Stored data entries:
»»

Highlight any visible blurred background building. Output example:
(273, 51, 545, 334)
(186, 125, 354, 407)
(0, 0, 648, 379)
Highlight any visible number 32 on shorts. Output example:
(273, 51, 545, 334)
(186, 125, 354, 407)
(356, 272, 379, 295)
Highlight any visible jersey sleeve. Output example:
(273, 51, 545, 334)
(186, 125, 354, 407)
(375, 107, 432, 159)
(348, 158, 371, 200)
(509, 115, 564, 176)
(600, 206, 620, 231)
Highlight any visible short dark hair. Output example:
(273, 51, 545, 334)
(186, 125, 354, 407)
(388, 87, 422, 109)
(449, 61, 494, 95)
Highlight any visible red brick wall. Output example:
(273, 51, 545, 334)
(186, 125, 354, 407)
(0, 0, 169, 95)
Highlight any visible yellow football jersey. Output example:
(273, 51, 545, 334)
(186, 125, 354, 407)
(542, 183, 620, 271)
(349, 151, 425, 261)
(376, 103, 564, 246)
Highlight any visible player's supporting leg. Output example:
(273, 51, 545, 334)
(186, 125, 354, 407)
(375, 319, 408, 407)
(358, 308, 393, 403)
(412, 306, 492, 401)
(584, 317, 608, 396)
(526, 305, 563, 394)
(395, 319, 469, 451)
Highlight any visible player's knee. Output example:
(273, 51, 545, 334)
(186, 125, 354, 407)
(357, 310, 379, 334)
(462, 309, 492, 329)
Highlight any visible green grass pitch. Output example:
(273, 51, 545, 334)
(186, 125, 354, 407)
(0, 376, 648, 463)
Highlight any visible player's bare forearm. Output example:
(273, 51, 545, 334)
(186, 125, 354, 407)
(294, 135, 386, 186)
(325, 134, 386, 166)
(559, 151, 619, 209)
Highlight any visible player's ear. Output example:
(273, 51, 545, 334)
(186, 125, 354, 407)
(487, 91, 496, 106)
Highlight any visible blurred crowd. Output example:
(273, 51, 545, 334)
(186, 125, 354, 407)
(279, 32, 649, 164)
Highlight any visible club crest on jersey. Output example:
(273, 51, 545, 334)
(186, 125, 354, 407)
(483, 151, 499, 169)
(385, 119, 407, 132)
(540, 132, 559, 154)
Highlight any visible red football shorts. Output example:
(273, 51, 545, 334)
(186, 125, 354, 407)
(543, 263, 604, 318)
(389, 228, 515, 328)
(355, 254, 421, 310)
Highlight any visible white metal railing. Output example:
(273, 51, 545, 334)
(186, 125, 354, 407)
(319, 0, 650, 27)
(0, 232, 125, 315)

««
»»

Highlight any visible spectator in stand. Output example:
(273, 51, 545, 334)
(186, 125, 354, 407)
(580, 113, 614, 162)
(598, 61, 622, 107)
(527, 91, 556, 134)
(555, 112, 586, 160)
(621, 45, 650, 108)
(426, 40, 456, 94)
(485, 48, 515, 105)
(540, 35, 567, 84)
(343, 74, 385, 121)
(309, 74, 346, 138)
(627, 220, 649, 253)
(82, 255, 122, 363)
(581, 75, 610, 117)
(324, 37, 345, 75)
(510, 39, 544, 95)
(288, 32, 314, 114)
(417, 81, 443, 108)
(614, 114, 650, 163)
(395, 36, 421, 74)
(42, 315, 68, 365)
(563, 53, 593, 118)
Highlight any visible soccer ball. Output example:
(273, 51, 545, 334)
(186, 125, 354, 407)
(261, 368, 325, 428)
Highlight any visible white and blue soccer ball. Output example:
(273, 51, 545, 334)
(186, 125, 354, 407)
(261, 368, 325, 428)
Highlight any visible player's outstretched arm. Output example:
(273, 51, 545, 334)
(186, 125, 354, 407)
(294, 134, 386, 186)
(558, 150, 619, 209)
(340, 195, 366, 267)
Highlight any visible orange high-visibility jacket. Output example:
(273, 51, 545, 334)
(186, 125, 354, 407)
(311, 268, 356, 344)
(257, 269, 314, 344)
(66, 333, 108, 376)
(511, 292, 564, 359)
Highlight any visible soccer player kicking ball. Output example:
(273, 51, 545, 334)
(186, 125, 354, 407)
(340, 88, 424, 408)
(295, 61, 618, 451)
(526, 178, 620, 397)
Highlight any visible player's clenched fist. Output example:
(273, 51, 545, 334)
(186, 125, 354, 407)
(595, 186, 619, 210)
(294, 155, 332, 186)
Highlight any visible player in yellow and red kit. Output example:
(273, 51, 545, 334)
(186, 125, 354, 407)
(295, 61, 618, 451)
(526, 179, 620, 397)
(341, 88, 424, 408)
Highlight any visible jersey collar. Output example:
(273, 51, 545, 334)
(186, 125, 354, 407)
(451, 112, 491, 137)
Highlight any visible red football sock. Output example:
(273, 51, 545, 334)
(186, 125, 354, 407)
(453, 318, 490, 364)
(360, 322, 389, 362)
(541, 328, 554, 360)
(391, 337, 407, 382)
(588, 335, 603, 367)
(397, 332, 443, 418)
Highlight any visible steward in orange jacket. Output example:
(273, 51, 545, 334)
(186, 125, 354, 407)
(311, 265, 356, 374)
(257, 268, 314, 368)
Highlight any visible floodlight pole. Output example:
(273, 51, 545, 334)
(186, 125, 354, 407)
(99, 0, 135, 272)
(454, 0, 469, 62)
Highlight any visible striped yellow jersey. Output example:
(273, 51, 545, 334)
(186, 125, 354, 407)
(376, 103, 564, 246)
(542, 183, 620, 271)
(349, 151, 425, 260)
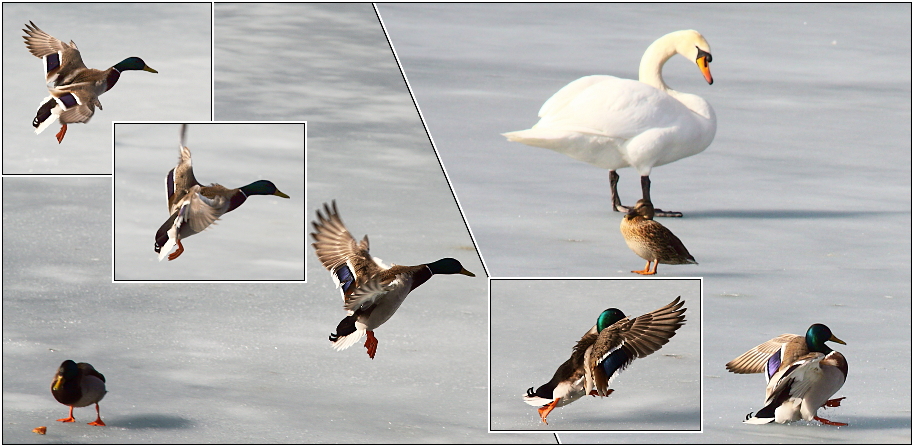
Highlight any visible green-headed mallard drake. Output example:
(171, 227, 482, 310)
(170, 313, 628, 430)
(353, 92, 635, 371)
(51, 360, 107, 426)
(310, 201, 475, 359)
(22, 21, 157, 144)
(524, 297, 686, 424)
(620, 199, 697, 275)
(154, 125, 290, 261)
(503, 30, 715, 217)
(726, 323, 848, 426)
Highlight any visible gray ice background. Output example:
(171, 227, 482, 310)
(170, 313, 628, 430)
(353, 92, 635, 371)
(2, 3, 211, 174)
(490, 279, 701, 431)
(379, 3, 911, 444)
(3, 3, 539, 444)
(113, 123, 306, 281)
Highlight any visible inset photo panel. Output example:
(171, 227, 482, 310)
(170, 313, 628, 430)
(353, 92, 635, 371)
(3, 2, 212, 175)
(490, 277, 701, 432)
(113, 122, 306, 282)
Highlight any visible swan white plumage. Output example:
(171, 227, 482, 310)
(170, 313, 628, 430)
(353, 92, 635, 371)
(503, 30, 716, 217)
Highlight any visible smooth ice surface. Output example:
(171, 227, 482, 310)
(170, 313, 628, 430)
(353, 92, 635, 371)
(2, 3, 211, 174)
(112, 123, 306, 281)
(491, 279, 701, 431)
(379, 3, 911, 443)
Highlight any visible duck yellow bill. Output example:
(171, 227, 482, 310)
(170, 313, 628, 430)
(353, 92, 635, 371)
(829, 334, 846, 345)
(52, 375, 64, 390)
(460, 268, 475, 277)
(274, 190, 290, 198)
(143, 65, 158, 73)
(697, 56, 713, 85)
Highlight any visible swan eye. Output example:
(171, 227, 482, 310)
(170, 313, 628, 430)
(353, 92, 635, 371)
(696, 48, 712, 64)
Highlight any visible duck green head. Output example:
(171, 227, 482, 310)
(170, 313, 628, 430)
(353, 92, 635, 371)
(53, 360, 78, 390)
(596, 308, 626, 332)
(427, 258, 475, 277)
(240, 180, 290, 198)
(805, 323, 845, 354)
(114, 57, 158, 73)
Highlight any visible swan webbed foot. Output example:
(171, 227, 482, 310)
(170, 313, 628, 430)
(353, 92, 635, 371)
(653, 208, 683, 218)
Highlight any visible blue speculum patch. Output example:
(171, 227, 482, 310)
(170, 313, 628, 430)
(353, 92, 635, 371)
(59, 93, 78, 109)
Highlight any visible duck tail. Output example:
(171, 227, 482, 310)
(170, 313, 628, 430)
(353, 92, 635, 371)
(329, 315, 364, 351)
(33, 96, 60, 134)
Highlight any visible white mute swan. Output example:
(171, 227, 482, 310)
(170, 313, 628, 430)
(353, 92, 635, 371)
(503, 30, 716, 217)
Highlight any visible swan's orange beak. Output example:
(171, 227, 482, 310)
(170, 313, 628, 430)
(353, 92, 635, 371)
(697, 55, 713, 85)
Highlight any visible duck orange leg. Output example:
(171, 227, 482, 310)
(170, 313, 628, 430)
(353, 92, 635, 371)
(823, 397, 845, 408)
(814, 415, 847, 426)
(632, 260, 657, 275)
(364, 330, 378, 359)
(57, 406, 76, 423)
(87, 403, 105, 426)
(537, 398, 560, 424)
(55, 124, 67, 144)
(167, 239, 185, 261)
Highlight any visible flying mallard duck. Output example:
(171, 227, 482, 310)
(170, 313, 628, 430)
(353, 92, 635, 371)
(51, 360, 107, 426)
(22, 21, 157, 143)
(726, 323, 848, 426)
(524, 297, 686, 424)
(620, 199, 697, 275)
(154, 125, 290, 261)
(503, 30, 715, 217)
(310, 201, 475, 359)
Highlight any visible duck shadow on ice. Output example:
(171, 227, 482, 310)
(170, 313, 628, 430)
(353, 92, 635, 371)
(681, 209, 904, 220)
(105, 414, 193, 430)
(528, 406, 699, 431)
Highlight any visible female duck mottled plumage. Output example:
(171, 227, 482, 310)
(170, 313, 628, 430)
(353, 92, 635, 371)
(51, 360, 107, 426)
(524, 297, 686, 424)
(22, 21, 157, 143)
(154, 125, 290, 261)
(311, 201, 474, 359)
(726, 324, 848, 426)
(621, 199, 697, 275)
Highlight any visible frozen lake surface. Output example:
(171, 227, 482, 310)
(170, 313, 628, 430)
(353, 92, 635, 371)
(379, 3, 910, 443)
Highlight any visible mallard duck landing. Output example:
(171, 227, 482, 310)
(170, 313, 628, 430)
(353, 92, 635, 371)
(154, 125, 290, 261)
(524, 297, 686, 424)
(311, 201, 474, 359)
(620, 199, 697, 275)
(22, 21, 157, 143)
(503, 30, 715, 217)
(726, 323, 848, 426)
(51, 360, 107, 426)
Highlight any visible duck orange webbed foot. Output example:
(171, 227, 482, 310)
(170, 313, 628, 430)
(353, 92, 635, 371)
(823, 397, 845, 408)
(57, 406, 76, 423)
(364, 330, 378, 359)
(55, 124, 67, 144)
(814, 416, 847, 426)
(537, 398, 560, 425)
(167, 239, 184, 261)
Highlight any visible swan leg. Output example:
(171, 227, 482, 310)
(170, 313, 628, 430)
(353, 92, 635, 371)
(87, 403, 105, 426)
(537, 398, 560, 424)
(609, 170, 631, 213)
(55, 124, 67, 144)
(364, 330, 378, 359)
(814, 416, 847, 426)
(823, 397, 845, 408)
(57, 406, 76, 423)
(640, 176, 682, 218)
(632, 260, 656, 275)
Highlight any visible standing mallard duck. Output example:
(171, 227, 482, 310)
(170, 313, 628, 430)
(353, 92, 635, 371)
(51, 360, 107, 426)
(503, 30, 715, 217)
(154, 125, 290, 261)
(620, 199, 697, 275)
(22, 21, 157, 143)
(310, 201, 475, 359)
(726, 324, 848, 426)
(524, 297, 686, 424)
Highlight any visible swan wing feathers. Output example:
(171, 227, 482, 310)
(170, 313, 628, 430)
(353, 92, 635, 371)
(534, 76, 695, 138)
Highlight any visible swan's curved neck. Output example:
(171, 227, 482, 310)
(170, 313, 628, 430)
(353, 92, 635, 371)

««

Exercise: Please go through the data and copy each line containing the word "soccer".

Written solution:
Highlight any visible soccer ball. Output example:
Highlight any visible white and blue soccer ball. Output example:
Highlight any visible soccer player kicking ball. Output example:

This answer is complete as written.